▶ Text passage:
§

Stats SAMail & Guardian reports that one in every two jobs lost as a result of Covid-19’s economic onslaught was once held by an informal worker.

This was revealed by research that analysed the effect of the pandemic on SA’s labour market as part of a Wits School of Governance project on the future of the country’s economy. The research also found that the lockdown decreased the probability of employment for nonessential workers not permitted to work under the stricter lockdown by 8%. And self-employed workers — most of whom are in the informal sector — experienced a nearly three times greater negative effect on employment than the overall average effect. The report noted that SA’s lockdown was always expected to lead to substantial short- and long-term economic costs. Statistics SA’s quarterly labour force survey found that in the first months of the hard lockdown, 2.2-million people lost their jobs. The Covid-19-induced jobs loss essentially erased the last decade of employment growth, the report pointed out. According to the report, job losses in the informal sector and among domestic workers together represented about half of total employment losses. These sectors accounted for just under 28% of pre-pandemic employment, showing that they were affected disproportionately. The government came under fire because, although it instituted pay protection measures for formal sector workers through the Unemployment Insurance Fund (UIF), it did not extend them to informal sector workers. And although domestic workers were covered by the scheme, many of them initially missed out because their employers had not registered them with the UIF. The analysis also showed that most of those who lost jobs (95.2%) were not union members and that trade union memberships grew over the period, increasing from 3.95-million to 4.2-million.

§

[Saved data entries]
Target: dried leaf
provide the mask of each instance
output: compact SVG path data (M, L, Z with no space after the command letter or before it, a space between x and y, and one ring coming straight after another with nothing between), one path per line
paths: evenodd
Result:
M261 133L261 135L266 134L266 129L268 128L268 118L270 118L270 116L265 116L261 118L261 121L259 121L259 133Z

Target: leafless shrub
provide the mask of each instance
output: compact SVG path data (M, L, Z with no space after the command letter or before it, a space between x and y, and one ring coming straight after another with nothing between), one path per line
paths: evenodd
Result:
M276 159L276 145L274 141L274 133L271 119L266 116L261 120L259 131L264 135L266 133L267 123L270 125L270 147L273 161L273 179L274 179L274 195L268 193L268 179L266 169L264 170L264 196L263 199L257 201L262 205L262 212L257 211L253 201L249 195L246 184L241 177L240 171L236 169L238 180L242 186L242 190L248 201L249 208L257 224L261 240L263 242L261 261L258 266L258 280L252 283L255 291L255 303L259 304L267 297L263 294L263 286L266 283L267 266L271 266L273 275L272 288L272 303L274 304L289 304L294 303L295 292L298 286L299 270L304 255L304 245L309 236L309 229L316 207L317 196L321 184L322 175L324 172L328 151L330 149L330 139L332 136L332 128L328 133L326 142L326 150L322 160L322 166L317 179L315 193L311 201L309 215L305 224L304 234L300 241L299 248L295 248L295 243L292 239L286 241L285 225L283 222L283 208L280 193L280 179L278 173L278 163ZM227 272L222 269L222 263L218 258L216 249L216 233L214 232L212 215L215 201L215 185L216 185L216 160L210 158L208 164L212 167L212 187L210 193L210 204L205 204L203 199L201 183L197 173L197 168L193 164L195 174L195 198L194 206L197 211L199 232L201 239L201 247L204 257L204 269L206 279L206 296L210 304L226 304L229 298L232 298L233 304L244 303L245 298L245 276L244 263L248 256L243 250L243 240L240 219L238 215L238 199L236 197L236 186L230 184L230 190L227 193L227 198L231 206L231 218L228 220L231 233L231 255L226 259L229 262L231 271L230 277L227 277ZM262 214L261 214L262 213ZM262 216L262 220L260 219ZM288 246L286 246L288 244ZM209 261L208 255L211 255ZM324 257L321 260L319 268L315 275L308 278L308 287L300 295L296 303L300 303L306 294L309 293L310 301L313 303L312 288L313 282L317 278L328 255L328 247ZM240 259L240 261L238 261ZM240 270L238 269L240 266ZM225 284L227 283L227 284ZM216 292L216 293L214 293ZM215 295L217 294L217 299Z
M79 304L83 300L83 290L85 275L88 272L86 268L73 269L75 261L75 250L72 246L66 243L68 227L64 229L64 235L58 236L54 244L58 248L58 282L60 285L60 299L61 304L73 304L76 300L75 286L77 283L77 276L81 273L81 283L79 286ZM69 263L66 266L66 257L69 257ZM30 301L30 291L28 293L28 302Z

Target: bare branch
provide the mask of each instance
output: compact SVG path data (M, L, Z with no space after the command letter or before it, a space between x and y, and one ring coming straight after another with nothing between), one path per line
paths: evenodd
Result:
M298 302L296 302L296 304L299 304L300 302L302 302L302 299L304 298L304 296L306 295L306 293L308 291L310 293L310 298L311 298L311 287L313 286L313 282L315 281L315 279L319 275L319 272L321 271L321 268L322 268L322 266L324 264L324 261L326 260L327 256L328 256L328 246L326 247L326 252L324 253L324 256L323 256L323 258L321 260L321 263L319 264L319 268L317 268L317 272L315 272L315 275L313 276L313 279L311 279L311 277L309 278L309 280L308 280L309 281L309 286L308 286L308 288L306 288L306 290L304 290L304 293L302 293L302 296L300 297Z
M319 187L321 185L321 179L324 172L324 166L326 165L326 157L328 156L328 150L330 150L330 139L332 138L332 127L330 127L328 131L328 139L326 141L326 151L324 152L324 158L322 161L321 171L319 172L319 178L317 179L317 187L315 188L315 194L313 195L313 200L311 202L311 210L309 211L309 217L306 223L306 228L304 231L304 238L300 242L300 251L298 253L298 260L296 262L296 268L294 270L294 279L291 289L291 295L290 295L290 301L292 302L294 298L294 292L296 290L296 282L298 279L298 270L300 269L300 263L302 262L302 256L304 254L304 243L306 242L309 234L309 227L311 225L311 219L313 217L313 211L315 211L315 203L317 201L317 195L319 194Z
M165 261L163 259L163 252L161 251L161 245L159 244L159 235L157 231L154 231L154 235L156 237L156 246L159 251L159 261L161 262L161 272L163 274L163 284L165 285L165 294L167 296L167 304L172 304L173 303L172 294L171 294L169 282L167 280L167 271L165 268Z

§

▶ Prompt: In the job-loss article, how many people lost their jobs in the first months of the hard lockdown, according to the Statistics SA survey? The rows have nothing to do with the job-loss article.

▶ Solution to this exercise: 2.2-million people.